==== Exercise materials

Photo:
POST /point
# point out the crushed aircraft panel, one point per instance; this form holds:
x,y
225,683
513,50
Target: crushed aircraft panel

========

Exercise brief:
Switch every "crushed" in the rows above to "dented" and leave the rest of the text unchanged.

Answer to this exercise:
Photo:
POST /point
# point out the dented aircraft panel, one point per instance; this form holds:
x,y
225,683
513,50
Target: dented aircraft panel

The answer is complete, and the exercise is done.